→ **Set exercise a**
In the records, swap "autumn" for "red" from the line with "Where can you see the autumn" up to and including the last line of the records. Return only those lines, with everything else unchanged.

→ **Text**
....................

Trying to change an emotional pattern can feel like drug withdrawal. We’re particularly susceptible to becoming addicted to guilt and shame because these emotions trigger the same areas of the brain as reward centers.
Our proclivity to become emotionally addicted is worsened by our tendency to base thinking and feelings about the future on our past. Our memories are charged with feelings, typically strong negative ones, which are most often stored in the brain long term.
When we dredge up those memories, they flood our body with familiar chemicals associated with negative emotions. Although it might feel bad, it also feels really good because it’s normal and comfortable. Our body has memorized that emotion.
So what do we do?
Overcoming Emotional Addiction
Step 1: Pay more attention.
Sometimes we’re not aware we’re playing the same broken emotional record on repeat.

....................

→ **Records to process**
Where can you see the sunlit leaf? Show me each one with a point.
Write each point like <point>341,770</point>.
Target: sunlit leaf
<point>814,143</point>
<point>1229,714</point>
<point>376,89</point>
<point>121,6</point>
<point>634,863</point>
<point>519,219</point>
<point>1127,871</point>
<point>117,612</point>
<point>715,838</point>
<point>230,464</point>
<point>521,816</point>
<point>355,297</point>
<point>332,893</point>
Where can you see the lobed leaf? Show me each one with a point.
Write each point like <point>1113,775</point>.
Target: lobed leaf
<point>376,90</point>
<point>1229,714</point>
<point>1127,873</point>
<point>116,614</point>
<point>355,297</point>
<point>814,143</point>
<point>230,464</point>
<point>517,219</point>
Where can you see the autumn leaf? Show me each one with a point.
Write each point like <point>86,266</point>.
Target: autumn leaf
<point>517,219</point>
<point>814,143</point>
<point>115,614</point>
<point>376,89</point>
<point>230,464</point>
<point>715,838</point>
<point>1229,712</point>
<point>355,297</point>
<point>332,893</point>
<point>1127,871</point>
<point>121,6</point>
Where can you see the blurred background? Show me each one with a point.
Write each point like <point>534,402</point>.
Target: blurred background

....................

→ **Set exercise b**
Quote the text on emotional addiction word for word, from "When we dredge" up to and including "record on repeat.".

→ **Correct output a**
Where can you see the red leaf? Show me each one with a point.
Write each point like <point>86,266</point>.
Target: red leaf
<point>517,219</point>
<point>814,143</point>
<point>115,614</point>
<point>376,89</point>
<point>230,464</point>
<point>715,838</point>
<point>1229,712</point>
<point>355,297</point>
<point>332,893</point>
<point>1127,871</point>
<point>121,6</point>
Where can you see the blurred background? Show me each one with a point.
Write each point like <point>534,402</point>.
Target: blurred background

→ **Correct output b**
When we dredge up those memories, they flood our body with familiar chemicals associated with negative emotions. Although it might feel bad, it also feels really good because it’s normal and comfortable. Our body has memorized that emotion.
So what do we do?
Overcoming Emotional Addiction
Step 1: Pay more attention.
Sometimes we’re not aware we’re playing the same broken emotional record on repeat.